EXERCISE:
Would you please output all the records exactly as given? Pictures should not appear in the copy.

Point localization data:
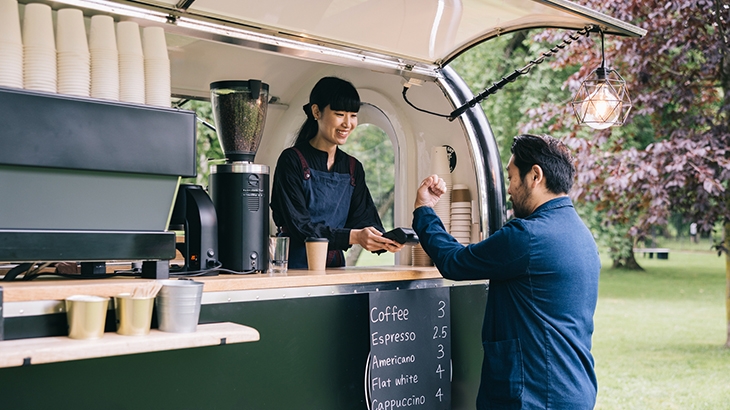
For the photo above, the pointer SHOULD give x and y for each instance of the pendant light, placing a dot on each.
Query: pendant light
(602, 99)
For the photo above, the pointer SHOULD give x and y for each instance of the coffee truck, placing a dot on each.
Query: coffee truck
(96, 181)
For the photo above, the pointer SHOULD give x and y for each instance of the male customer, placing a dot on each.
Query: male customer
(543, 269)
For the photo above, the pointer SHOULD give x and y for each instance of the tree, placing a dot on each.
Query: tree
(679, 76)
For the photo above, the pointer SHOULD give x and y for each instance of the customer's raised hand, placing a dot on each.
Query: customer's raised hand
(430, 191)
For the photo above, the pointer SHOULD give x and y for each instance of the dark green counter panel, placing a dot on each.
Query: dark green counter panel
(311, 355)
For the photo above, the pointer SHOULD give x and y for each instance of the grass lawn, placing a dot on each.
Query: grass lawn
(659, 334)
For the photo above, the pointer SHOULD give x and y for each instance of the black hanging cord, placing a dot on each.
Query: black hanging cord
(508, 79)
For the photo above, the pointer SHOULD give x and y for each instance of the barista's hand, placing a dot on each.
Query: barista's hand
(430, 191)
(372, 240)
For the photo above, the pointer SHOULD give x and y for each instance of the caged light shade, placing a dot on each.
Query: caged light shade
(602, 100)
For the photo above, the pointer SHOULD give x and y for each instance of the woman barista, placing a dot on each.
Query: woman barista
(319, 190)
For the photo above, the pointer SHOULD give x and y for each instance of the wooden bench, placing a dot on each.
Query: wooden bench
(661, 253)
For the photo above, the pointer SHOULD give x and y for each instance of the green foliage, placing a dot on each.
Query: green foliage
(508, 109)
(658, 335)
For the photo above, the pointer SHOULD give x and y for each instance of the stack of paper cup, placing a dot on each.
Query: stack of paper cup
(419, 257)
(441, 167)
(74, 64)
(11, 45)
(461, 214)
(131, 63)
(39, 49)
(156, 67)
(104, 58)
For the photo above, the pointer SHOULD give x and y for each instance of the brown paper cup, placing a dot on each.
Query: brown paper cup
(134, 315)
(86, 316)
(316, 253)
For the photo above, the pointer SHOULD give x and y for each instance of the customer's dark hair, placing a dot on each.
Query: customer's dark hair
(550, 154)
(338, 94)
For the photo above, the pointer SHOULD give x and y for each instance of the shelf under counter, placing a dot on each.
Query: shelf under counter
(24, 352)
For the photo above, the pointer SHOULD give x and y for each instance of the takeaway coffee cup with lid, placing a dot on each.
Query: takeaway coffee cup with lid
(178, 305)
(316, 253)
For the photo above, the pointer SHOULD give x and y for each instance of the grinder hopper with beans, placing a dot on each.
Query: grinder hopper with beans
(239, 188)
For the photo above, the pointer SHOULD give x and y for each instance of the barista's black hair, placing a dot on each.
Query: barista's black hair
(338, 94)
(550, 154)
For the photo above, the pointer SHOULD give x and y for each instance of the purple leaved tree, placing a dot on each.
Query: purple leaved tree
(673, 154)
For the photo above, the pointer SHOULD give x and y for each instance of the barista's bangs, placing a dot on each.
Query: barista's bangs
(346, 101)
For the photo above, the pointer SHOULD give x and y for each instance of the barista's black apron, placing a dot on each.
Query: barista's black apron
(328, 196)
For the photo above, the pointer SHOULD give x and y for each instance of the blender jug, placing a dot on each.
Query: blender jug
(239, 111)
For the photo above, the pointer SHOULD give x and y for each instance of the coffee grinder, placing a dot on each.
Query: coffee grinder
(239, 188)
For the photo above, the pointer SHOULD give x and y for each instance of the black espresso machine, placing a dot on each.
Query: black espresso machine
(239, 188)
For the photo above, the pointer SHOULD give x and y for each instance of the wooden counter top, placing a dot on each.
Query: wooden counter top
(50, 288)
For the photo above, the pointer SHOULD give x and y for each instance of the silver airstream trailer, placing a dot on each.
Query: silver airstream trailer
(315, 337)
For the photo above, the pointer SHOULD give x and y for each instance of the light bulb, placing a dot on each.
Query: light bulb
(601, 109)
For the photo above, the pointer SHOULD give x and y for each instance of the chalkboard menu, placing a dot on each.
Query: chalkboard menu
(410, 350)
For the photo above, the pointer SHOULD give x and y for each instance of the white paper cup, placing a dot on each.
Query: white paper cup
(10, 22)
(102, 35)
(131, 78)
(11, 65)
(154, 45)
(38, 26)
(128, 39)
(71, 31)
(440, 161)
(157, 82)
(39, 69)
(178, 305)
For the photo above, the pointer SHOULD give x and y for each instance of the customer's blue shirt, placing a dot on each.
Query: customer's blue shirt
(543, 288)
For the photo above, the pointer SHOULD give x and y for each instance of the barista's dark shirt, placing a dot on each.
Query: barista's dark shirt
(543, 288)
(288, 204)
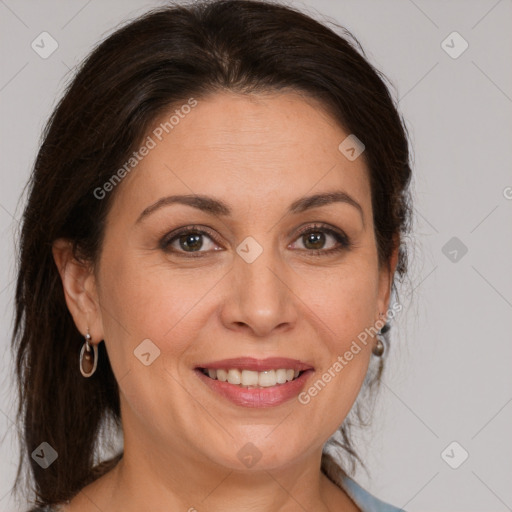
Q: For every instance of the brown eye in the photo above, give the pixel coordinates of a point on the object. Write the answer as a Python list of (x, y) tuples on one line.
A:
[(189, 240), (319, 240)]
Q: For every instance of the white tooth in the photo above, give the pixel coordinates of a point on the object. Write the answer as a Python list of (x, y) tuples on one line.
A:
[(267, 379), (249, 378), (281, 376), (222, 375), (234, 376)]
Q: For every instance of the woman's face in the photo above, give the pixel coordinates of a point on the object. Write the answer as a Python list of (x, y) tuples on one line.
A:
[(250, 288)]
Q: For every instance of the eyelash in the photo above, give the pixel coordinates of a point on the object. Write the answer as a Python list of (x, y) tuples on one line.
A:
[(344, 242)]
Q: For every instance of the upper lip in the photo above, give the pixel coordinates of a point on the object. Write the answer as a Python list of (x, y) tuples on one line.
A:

REPLY:
For the photo above, the pointer SHOULD give x and y for each instance of the pendant light, placing a dot on each.
Query: pendant light
(602, 99)
For the photo above, the pointer SHOULD give x and y for each instance of the coffee truck, placing a dot on each.
Query: coffee truck
(96, 181)
For the photo above, the pointer SHOULD give x and y for each instance of the male customer, placing a dot on each.
Query: male customer
(543, 269)
For the photo above, the pointer SHOULD give x and y for each instance of the tree, placing a dot on each.
Query: tree
(679, 76)
For the photo above, the pointer SHOULD give x and y for each instance of the customer's raised hand, placing a dot on each.
Query: customer's raised hand
(430, 191)
For the photo above, the pointer SHOULD give x and y for each instance of the dark green counter panel, placing a dot on each.
Query: dark green counter panel
(311, 355)
For the photo above, the pointer SHOULD give x and y for each instance of the grass lawn, placing a dot on each.
Query: grass lawn
(659, 334)
For the photo above, the pointer SHOULD give x and y for each instance of the black hanging cord, placing a dot on each.
Query: black hanging cord
(508, 79)
For the photo above, the pointer SHOULD give x and y for each instance of the barista's hand, placing a dot on each.
Query: barista's hand
(430, 191)
(372, 240)
For the photo above, the pointer SHOULD give x and y for each instance of the caged light shade, placing a dot on each.
Query: caged light shade
(602, 100)
For the photo above, the pointer SHOULD give x and y for each instance of the woman barista, placing a dot on each.
Query: woman barista
(319, 190)
For the photo above, the pointer SHOULD give x and y for each instance of the wooden bench, placing a dot on each.
Query: wooden bench
(661, 253)
For the photo above, the pointer SHOULD give x and y for each instance of the green foliage, placing a dot on each.
Query: green foliage
(508, 109)
(658, 335)
For the photo above, the pointer SHOULD give x and y for each instance of the stack of paper cup, placing a dot on each.
Query: stack of paper cup
(419, 257)
(441, 167)
(74, 64)
(11, 45)
(461, 214)
(131, 63)
(39, 49)
(156, 67)
(104, 58)
For the photo above, the pointer SHOULD give x and y for each instance of the brown paper cup, placing a dot on each.
Query: brown paper cup
(134, 315)
(86, 316)
(316, 253)
For the photo above, the pointer SHOULD give x and y for each instance of the customer's dark hair, placing a dot on each.
Query: customer's dark hair
(550, 154)
(338, 94)
For the photo above, the pointer SHOULD give x and y for each instance of the shelf under counter, placing a dot on each.
Query: shelf under counter
(24, 352)
For the photo above, the pointer SHOULD give x and y for each instance of the takeaway coffee cup with lid, placing a dot on each.
Query: takeaway coffee cup with lid
(178, 305)
(316, 253)
For the photo above, the pointer SHOULD give x and y for each instance of the grinder hopper with beans, placing a dot on each.
Query: grinder hopper with beans
(239, 188)
For the photo above, the pointer SHOULD give x and y for each instance of the barista's black hair, placing a dot on each.
Query: barista's black hair
(338, 94)
(550, 154)
For the photo above, the pointer SHOULD give x and y for each instance of the purple leaved tree, placing a dot on each.
Query: purple leaved tree
(673, 154)
For the photo above, the pointer SHOULD give x and y for each instance of the barista's bangs, placing a dot on each.
Query: barista's bangs
(346, 101)
For the photo above, the pointer SHOULD give x and y for each instance of the barista's black apron, placing a dot on each.
Query: barista's black apron
(328, 196)
For the photo above, the pointer SHOULD give x and y for each instance of the blender jug, placing a dot on each.
Query: blender jug
(239, 111)
For the photo above, the pointer SHOULD give x and y for each instance of the coffee grinder, placing a dot on each.
Query: coffee grinder
(239, 188)
For the photo above, the pointer SHOULD give x and y for each instance of the black espresso machine, placing a dot on each.
Query: black espresso machine
(239, 188)
For the photo above, the pointer SHOULD give x and y for each instance of the wooden counter top, placing a dot on each.
Query: wooden counter top
(50, 288)
For the photo above, the pointer SHOULD give x and y for each instance of the silver airstream trailer, placing a dot on each.
Query: silver airstream trailer
(315, 337)
For the photo above, the pointer SHOULD give x and y for each instance of the light bulb, placing a dot on each.
Query: light bulb
(601, 109)
For the photo above, the pointer SHOULD give x and y for each instance of the chalkboard menu, placing a dot on each.
Query: chalkboard menu
(410, 350)
For the photo above, the pointer SHOULD give x and y for each instance of the white paper cup, placing a dot on each.
Query: white paper cup
(10, 22)
(102, 35)
(131, 78)
(11, 65)
(154, 45)
(38, 26)
(128, 39)
(71, 31)
(440, 161)
(157, 82)
(39, 69)
(178, 305)
For the photo above, the pointer SHOULD give x and y for each instance of the customer's blue shirt, placing a dot on each.
Query: customer's blue shirt
(543, 288)
For the photo above, the pointer SHOULD give x and y for each instance of the barista's dark shirt, placing a dot on each.
Query: barista's dark shirt
(543, 288)
(288, 204)
Q: For every instance of the brown eye in the photo above, give the pixel coordinates of a point on the object. Write the answer as a Python list of (x, y) tuples on one line.
A:
[(189, 240), (319, 240)]
Q: For every instance of the white tooth in the photo above, give the pixel coordinates of a point on the object. Write the answer as a Python list of (x, y) tuples on one line.
A:
[(267, 379), (249, 378), (281, 376), (222, 375), (234, 376)]
Q: For every instance of the woman's face in the photo above, give the pixel coordinates of a point on the object. Write the answer as a Python list of (x, y) tuples on one line.
A:
[(250, 288)]
Q: For every instance of the eyelash in the photo above, give the pixel coordinates of a point on the object. Write the answer as a Python list of (x, y) tuples on one line.
A:
[(344, 242)]
Q: For every instance of the upper lip in the photo above, give the pixel coordinates of a point on the object. Write the answer as a Python list of (x, y) tuples on one line.
A:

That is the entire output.